__Exercise data__.

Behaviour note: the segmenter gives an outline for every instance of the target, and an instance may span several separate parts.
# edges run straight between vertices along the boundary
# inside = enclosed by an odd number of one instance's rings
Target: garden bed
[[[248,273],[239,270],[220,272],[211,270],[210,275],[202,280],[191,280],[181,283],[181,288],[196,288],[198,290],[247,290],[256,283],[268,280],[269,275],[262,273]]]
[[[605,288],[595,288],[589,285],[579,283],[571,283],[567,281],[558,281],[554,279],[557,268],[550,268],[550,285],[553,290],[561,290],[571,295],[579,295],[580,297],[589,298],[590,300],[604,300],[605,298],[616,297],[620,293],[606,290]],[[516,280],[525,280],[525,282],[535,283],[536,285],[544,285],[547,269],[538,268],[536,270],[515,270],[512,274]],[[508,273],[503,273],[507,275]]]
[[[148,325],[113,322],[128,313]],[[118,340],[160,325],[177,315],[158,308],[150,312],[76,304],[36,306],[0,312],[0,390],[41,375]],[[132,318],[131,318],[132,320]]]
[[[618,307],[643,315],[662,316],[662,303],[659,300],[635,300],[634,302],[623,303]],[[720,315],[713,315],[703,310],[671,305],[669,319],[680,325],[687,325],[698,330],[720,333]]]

__Exercise requirements__.
I need every line of the material that includes "instance", so please copy them out.

__Answer for this exercise__.
Behaviour note: the segmenter gives an outline for every instance of the target, and an instance may span several separate parts.
# inside = enclosed by an odd number of one instance's rings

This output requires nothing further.